• **Work request**: Take the lines below between the one holding "Objective — a point for each instance of the building wall" and the one holding "Objective — a point for each instance of the shop", inclusive, and copy them exactly. Add nothing.

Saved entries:
********************

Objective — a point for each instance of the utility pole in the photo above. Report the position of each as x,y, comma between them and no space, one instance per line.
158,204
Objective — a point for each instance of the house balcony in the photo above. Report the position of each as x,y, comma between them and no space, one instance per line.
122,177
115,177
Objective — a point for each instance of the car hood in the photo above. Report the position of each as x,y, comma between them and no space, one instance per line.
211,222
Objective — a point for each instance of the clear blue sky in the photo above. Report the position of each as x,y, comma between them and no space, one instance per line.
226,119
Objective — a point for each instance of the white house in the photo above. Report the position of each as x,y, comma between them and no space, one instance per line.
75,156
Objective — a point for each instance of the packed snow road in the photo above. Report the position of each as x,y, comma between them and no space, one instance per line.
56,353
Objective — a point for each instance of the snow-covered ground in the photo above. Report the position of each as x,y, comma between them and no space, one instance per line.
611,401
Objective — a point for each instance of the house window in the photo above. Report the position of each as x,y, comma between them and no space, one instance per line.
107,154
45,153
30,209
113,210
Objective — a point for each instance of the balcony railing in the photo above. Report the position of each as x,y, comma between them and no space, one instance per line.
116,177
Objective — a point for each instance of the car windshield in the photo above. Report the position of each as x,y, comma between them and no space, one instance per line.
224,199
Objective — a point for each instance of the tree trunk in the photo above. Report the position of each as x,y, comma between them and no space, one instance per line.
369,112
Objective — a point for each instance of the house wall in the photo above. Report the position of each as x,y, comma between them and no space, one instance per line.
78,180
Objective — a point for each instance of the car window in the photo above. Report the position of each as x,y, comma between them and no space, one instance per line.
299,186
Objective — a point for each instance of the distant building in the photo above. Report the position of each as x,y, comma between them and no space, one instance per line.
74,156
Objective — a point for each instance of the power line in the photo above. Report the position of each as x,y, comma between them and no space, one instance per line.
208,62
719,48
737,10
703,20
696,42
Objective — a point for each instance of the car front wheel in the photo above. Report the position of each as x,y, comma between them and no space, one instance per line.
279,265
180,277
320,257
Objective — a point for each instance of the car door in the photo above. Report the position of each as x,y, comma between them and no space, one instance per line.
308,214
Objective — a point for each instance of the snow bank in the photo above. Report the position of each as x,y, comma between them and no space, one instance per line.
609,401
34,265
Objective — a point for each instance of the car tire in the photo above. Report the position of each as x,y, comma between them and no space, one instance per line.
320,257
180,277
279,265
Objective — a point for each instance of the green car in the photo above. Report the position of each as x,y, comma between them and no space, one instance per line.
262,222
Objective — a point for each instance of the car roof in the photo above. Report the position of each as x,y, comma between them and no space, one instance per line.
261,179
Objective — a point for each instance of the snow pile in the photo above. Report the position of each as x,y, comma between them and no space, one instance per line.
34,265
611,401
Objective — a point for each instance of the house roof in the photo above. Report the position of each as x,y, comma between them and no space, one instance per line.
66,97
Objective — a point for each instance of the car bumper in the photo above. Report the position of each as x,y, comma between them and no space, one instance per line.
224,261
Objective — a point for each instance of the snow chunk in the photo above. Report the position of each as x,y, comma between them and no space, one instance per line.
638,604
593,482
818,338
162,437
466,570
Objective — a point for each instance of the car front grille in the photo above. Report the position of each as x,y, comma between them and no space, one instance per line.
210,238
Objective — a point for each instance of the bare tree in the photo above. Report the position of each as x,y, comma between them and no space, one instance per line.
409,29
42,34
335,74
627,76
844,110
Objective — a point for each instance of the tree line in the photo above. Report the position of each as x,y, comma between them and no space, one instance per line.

********************

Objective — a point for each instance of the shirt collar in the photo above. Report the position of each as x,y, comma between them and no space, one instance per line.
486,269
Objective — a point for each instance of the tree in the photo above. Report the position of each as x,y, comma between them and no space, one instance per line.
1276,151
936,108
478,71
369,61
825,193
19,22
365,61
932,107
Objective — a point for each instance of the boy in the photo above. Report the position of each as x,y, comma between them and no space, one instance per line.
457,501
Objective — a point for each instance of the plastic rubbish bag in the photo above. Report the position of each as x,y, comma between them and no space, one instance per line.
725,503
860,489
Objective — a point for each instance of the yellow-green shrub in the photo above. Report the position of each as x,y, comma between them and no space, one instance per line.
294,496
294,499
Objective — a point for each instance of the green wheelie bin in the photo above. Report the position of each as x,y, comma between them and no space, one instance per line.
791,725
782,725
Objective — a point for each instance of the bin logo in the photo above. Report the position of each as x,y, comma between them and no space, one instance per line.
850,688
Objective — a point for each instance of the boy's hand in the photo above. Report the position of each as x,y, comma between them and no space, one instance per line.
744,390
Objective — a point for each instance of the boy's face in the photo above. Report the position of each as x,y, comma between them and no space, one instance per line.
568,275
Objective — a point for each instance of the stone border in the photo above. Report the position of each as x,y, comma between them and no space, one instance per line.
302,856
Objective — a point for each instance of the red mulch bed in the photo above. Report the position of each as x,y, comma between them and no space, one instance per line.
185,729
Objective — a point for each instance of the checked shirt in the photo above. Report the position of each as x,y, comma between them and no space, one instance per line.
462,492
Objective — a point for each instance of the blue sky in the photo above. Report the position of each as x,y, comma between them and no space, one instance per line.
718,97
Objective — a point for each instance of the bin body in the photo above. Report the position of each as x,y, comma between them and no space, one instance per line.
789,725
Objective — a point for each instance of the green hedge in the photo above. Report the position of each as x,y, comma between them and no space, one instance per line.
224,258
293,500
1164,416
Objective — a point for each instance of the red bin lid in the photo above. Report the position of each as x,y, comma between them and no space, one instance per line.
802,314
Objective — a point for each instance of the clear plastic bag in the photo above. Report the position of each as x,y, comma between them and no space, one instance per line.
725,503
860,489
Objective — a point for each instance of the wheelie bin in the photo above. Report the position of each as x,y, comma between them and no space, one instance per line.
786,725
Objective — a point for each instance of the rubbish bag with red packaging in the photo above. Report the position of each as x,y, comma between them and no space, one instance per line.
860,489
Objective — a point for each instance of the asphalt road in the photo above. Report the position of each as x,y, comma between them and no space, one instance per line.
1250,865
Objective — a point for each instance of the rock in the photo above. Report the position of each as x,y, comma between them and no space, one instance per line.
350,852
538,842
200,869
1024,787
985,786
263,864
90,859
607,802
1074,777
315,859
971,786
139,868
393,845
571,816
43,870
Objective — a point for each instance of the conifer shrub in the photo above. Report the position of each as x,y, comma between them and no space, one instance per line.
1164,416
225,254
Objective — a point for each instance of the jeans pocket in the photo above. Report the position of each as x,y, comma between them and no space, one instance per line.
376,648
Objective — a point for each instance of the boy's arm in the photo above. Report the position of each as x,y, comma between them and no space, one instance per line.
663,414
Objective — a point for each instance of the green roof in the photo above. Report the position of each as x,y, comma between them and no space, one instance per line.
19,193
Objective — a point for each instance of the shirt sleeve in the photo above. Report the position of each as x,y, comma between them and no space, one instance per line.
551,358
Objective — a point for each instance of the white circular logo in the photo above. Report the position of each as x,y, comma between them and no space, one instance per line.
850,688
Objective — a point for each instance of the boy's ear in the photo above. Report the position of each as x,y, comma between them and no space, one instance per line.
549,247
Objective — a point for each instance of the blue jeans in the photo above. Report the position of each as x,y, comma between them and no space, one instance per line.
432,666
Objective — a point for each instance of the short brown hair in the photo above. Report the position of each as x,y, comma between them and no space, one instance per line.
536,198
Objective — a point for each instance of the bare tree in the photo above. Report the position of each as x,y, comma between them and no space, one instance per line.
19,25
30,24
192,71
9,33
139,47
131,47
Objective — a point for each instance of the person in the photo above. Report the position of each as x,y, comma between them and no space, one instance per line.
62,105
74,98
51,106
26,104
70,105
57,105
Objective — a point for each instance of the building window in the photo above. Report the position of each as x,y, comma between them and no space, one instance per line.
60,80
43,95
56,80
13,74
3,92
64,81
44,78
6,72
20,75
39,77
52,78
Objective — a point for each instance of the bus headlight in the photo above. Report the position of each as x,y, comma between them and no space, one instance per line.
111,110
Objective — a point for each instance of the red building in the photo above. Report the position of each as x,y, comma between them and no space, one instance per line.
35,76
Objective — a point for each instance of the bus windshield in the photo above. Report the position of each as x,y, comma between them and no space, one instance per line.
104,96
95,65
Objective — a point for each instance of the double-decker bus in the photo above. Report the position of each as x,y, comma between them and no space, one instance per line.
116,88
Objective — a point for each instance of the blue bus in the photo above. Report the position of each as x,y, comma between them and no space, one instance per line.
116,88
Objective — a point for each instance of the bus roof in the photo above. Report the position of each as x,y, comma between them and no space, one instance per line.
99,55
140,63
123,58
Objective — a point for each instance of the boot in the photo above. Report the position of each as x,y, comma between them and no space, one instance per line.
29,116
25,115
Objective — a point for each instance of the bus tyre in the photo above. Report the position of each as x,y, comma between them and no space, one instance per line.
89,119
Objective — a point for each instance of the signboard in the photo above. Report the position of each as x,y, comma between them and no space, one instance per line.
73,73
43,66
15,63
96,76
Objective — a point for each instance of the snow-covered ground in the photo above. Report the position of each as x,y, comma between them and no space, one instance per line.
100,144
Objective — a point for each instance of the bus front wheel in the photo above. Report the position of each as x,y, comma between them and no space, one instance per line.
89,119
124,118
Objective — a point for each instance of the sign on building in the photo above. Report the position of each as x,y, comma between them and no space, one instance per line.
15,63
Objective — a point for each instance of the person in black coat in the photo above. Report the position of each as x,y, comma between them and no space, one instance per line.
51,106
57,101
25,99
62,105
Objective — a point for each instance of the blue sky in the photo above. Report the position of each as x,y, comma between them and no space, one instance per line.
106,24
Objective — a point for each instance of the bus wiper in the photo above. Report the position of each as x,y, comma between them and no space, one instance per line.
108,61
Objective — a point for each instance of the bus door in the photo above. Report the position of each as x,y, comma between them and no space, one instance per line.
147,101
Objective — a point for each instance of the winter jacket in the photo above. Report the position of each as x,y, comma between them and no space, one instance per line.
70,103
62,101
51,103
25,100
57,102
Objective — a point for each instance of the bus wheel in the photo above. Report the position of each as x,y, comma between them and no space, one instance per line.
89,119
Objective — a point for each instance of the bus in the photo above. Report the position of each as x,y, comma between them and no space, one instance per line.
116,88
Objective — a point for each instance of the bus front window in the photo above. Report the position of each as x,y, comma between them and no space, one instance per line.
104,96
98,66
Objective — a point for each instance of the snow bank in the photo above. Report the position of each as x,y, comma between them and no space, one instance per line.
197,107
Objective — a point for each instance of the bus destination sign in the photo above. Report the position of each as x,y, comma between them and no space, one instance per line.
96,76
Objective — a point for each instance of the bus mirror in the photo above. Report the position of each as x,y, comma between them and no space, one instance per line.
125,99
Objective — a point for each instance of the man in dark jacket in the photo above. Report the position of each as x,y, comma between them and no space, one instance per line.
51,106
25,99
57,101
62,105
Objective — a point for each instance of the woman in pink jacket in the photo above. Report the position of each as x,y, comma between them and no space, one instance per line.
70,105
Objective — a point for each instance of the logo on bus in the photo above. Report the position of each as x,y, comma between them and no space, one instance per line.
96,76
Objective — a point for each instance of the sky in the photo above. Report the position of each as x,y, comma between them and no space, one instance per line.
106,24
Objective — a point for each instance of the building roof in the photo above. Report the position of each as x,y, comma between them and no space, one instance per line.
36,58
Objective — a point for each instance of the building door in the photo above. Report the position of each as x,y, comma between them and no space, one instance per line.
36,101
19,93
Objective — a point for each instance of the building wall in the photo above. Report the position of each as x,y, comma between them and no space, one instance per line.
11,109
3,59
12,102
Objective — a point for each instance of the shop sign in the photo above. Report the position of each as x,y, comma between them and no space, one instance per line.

********************

• **Your response**:
Objective — a point for each instance of the building wall in the photo above. Report the position of each as x,y, comma between them and no space, one instance per line.
11,109
3,59
12,102
Objective — a point for each instance of the shop sign in the photo above. Report the position of each as x,y, comma between them and no space, one instance per line.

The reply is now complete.